***** Data for the task

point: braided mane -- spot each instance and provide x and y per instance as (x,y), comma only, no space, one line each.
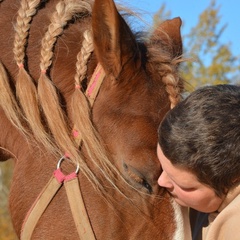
(40,109)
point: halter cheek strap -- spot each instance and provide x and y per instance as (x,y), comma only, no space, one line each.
(70,182)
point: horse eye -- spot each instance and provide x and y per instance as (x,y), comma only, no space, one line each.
(147,186)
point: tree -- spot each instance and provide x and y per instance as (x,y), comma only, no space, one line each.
(6,230)
(212,61)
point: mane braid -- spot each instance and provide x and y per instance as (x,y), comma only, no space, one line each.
(8,102)
(25,87)
(65,10)
(81,113)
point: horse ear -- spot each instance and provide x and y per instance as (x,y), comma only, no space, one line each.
(168,36)
(114,43)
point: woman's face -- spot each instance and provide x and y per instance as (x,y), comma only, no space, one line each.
(185,188)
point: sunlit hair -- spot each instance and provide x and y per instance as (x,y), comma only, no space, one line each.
(202,135)
(40,106)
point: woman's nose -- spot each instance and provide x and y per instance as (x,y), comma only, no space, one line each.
(164,180)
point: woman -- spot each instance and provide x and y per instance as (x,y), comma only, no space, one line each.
(199,151)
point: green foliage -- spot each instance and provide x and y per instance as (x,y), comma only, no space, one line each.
(211,61)
(6,230)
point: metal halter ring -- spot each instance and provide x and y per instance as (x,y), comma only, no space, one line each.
(64,158)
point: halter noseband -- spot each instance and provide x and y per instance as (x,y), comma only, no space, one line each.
(70,182)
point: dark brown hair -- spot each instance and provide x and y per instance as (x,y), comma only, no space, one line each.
(202,134)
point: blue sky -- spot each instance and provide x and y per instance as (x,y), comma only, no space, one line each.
(189,11)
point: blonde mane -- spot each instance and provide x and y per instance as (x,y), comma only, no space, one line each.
(40,109)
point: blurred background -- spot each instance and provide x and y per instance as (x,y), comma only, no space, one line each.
(211,37)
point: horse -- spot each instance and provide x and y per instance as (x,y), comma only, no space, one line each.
(49,52)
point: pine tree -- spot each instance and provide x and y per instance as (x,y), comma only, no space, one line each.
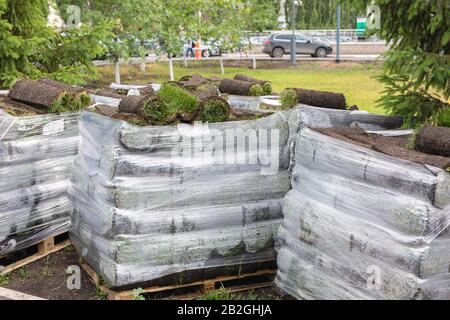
(417,67)
(29,48)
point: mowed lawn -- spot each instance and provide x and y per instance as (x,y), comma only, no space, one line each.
(355,80)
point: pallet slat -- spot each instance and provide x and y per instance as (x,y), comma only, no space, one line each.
(45,248)
(7,294)
(205,286)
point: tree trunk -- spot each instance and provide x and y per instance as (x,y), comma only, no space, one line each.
(143,65)
(117,72)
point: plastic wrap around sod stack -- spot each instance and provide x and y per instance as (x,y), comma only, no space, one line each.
(363,225)
(149,205)
(36,156)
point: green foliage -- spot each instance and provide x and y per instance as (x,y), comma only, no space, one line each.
(288,99)
(215,110)
(29,48)
(4,280)
(24,274)
(100,294)
(137,294)
(256,91)
(442,118)
(416,74)
(70,102)
(155,110)
(177,99)
(267,88)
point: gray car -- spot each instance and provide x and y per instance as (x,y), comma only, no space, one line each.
(279,44)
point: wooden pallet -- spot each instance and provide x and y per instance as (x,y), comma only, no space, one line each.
(44,248)
(7,294)
(202,287)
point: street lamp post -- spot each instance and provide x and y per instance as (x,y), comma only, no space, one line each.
(295,4)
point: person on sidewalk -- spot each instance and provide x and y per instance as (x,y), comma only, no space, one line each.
(190,49)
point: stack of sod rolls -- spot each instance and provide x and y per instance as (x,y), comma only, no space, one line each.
(359,224)
(148,210)
(36,156)
(175,103)
(265,85)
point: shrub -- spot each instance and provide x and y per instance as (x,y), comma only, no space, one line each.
(289,99)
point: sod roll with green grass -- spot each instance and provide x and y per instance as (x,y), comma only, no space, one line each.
(215,109)
(49,95)
(266,85)
(240,88)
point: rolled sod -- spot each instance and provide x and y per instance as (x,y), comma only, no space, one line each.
(215,109)
(147,91)
(434,140)
(266,85)
(50,96)
(241,88)
(132,104)
(60,85)
(322,99)
(156,111)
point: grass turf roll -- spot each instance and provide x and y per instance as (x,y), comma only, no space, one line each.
(49,95)
(215,109)
(288,99)
(266,85)
(241,88)
(322,99)
(434,140)
(132,104)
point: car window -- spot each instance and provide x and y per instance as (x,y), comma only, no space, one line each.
(283,37)
(301,38)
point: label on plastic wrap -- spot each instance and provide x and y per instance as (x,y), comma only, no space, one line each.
(53,127)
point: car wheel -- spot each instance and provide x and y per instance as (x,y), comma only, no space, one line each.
(278,53)
(206,53)
(321,53)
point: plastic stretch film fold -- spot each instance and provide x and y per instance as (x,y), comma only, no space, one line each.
(36,156)
(363,225)
(145,210)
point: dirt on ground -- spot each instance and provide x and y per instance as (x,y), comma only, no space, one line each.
(18,109)
(47,278)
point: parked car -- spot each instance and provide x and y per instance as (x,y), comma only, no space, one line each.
(208,50)
(279,44)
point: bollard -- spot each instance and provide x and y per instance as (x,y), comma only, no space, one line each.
(171,75)
(221,66)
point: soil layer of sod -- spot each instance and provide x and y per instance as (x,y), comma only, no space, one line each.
(392,146)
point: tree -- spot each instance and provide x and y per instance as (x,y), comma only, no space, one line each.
(321,14)
(30,48)
(417,67)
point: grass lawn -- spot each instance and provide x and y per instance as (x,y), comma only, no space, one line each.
(355,80)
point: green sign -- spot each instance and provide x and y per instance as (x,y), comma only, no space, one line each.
(361,26)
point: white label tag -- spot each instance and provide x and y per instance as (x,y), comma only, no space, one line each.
(53,127)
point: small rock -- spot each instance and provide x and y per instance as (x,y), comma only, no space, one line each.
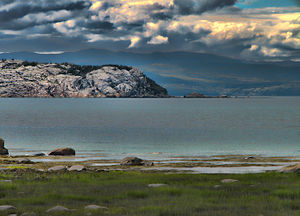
(28,214)
(58,209)
(249,158)
(63,152)
(3,150)
(135,161)
(131,161)
(148,163)
(39,154)
(57,168)
(24,161)
(1,143)
(7,208)
(95,207)
(77,168)
(229,181)
(156,185)
(291,169)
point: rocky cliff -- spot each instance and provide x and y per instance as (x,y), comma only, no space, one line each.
(30,79)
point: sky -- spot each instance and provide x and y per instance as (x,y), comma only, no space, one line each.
(255,30)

**********

> _Task instructions_
Output the line containing "point: label on" and each line after it, through the end of the material, exactly as given. No pictures belong in the output.

> _Solution to the exercise_
point: label on plastic wrap -- spot each instance and provide x and y per instance as (x,y), comma only, no space, one line each.
(53,127)
point: car wheel -- spot each instance and provide x and y per instance as (x,y), comma only, no space, one line each.
(278,53)
(206,53)
(321,53)
point: plastic stretch film fold -- spot each instance and provide x and y per instance as (x,y), comma only, no space, one line each.
(36,156)
(363,225)
(145,210)
point: dirt on ground -- spot each instance and provide x and y per instance as (x,y), comma only, no space, one line each.
(18,109)
(47,278)
point: parked car -- spot each instance and provide x and y per instance as (x,y), comma only, no space, one line each.
(208,50)
(279,44)
point: bollard -- spot each instance and provide x and y per instance as (x,y), comma only, no space, one line each.
(171,75)
(221,66)
point: soil layer of sod -- spot each instance and provide x and y per instance as (x,y), comma only, no space, one line each.
(392,146)
point: tree -- spot each instance and provide x and y per instance as (x,y), comma only, no space, one line each.
(321,14)
(30,48)
(417,67)
point: grass lawn -- spot each instance and provide x and y per instance as (x,y), comma only, no space, one line each.
(355,80)
point: green sign -- spot each instance and provide x and y per instance as (x,y), comma only, no space, one line each.
(361,26)
point: white label tag -- spot each instance and provide x and y per instance as (x,y), comma only, no space, one line each.
(53,127)
point: small rock -- spot each instance and provide x and y per instance as (x,y), comma only, no space, one line each.
(28,214)
(58,209)
(249,158)
(63,152)
(3,150)
(135,161)
(131,161)
(148,163)
(39,154)
(57,168)
(24,161)
(1,143)
(7,208)
(95,207)
(77,168)
(229,181)
(156,185)
(291,169)
point: rocky cliff -- spot each instance and provide x and y per instance as (x,y), comma only, no space, one line each.
(30,79)
point: sky -- spot each instance and provide x and y per instance as (x,y), comma only, no space, one line each.
(255,30)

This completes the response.